For each line below that contains the string "yellow", copy that line.

(Records from a data source)
◆ ◆ ◆

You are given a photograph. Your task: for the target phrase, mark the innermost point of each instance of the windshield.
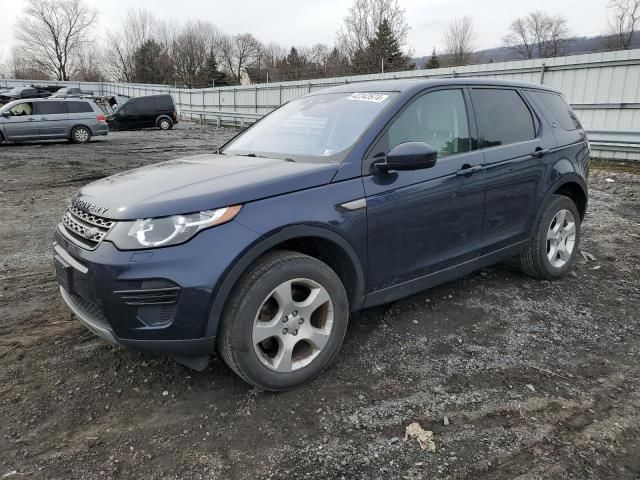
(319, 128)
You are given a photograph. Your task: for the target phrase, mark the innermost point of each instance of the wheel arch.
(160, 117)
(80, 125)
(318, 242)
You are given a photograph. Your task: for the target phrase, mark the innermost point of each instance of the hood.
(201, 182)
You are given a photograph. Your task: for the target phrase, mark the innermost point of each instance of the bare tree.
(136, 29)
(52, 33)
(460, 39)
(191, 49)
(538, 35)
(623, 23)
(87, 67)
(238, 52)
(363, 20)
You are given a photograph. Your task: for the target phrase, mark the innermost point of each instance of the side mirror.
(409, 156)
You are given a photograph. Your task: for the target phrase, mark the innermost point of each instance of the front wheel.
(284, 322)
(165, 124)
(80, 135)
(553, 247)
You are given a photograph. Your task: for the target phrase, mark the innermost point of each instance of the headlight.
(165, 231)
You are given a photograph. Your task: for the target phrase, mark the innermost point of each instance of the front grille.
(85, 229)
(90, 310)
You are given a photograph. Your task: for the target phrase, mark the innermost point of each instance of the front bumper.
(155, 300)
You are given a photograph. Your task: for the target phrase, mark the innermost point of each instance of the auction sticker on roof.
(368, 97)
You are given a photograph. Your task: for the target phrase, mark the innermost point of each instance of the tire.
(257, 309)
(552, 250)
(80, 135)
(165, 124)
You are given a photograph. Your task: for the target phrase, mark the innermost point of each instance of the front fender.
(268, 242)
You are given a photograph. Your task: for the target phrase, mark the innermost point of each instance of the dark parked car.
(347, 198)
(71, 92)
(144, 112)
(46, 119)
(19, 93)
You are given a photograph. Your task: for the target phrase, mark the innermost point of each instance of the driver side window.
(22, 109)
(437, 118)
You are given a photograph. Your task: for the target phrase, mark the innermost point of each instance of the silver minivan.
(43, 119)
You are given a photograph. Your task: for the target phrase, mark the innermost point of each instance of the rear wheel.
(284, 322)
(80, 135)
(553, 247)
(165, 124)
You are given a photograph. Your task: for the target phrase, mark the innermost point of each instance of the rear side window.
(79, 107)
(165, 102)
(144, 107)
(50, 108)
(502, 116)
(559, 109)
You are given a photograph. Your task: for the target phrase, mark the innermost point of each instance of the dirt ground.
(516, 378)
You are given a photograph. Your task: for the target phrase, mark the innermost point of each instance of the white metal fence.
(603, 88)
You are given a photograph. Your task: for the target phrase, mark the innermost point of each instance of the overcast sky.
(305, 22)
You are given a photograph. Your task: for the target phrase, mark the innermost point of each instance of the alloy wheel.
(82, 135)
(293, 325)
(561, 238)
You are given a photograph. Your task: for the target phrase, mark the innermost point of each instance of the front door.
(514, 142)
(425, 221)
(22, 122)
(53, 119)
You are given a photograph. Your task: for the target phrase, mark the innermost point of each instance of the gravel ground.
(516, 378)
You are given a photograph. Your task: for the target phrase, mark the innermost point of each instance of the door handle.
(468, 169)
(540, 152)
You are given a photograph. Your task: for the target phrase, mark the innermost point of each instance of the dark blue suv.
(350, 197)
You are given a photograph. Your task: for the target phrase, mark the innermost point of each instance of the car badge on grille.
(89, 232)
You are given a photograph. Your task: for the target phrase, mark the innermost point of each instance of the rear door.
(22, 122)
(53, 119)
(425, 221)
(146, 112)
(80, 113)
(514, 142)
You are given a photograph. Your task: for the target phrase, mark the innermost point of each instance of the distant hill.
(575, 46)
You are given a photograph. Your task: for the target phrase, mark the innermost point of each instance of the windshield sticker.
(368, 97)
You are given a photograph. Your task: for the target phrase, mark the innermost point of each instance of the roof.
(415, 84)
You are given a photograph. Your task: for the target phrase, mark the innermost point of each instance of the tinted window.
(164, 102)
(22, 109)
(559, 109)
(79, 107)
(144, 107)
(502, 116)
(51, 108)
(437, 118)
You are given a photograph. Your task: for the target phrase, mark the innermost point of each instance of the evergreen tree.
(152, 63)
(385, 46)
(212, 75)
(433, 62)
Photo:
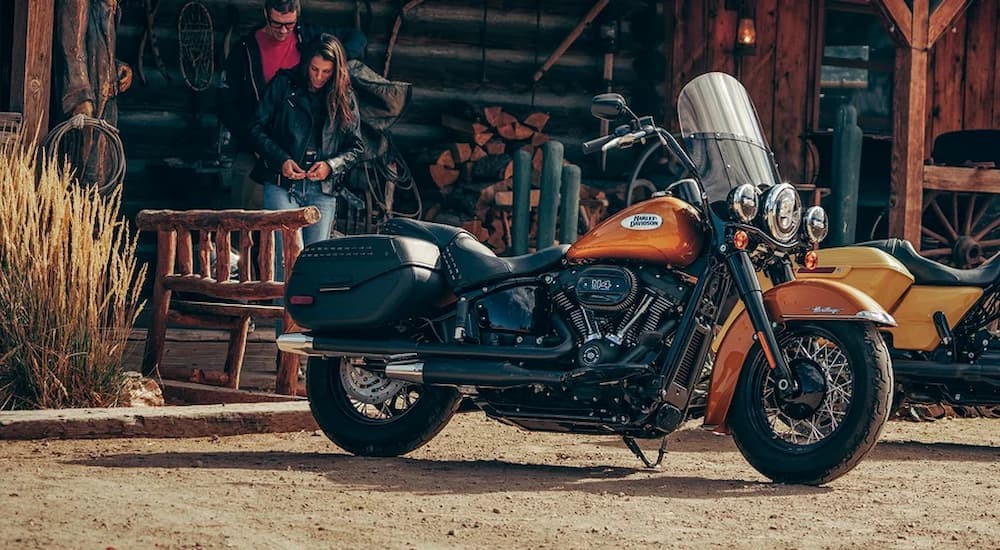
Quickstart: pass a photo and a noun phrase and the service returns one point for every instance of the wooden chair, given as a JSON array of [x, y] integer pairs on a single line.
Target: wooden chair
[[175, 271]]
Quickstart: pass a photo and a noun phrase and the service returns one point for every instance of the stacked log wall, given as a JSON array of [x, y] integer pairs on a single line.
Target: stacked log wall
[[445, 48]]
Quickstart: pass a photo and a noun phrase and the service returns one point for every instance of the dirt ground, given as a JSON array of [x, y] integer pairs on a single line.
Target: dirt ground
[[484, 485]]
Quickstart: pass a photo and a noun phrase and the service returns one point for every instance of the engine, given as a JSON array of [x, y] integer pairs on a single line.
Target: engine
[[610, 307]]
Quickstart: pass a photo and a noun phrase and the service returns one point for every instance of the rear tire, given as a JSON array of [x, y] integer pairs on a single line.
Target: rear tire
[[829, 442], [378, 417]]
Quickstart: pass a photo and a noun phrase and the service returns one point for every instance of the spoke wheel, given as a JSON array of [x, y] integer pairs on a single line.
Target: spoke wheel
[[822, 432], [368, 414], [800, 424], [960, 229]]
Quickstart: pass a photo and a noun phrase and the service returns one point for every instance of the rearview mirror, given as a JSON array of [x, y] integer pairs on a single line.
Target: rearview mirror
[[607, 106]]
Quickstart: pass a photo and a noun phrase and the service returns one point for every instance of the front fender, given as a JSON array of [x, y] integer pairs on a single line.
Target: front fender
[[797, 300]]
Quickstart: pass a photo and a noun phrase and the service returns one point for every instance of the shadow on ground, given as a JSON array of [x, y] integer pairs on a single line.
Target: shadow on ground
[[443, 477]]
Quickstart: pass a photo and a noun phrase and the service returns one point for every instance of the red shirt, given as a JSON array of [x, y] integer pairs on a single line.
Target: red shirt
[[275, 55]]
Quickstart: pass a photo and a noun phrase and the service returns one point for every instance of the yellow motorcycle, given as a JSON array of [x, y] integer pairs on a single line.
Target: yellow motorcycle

◆ ◆ ◆

_Solution:_
Quickstart: pass a photo and a noun phrase and the service returns one point for every instance of the yellow motorcycle, given as a JSON array of [x, y] integer pairs on a single line.
Target: yellow motorcycle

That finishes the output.